■ Task statement
Copy out exactly the lines below that run from the one holding "positive clicks: (579, 315)" to the one holding "rough mask: <svg", keeping both of those lines and no others.

■ Data extract
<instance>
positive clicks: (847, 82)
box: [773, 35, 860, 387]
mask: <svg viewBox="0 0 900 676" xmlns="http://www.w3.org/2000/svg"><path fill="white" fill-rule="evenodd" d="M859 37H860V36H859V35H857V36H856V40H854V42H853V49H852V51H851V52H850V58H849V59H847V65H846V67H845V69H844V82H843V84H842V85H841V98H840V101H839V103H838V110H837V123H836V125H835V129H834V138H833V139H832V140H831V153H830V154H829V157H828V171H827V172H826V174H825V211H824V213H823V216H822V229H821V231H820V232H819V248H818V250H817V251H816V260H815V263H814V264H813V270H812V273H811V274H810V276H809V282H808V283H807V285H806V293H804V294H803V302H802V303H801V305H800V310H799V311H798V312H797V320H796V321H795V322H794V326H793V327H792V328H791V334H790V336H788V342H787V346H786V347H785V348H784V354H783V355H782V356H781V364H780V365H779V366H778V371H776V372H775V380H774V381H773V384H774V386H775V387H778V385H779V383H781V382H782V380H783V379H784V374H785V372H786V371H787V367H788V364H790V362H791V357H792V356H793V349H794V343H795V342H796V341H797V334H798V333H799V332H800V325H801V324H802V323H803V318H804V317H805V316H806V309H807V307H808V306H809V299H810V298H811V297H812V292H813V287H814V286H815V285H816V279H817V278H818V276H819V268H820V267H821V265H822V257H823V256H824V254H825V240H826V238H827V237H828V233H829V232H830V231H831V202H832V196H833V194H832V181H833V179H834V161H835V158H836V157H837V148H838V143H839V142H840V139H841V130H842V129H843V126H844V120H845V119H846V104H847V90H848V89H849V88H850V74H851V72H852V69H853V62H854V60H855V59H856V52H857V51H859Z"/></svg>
--
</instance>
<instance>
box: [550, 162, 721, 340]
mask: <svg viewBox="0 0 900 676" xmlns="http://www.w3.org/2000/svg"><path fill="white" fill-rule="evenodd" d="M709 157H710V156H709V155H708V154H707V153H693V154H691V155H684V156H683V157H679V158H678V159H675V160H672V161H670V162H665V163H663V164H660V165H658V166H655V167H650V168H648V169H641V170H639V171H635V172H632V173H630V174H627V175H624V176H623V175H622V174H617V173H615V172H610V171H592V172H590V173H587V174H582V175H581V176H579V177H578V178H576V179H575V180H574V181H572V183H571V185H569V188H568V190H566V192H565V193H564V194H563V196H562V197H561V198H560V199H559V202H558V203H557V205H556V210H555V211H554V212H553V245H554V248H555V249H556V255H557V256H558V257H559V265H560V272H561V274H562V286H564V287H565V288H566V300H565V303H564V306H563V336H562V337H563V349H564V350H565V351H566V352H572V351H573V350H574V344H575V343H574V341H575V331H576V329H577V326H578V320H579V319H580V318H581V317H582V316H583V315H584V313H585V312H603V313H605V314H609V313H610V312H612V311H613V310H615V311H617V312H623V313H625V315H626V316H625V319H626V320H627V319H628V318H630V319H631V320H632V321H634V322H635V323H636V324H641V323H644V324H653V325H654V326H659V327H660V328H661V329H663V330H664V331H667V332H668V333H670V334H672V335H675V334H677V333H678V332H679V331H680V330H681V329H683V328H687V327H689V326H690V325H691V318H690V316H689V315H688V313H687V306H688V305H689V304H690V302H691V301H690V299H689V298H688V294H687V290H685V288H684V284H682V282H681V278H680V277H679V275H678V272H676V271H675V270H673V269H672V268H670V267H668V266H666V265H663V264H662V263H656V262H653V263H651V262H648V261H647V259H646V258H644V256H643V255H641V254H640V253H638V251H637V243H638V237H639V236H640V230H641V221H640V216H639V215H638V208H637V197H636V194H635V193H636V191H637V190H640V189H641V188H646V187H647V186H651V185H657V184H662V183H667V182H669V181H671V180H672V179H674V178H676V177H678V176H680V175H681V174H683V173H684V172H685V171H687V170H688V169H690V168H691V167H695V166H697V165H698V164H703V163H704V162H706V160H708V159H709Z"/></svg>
...
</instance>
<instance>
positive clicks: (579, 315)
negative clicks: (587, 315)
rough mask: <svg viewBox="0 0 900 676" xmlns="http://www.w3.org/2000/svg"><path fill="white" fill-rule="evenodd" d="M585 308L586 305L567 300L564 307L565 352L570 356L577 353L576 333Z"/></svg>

■ Solution below
positive clicks: (579, 315)
negative clicks: (587, 315)
rough mask: <svg viewBox="0 0 900 676" xmlns="http://www.w3.org/2000/svg"><path fill="white" fill-rule="evenodd" d="M585 308L586 305L567 300L564 307L565 352L570 356L577 353L576 333Z"/></svg>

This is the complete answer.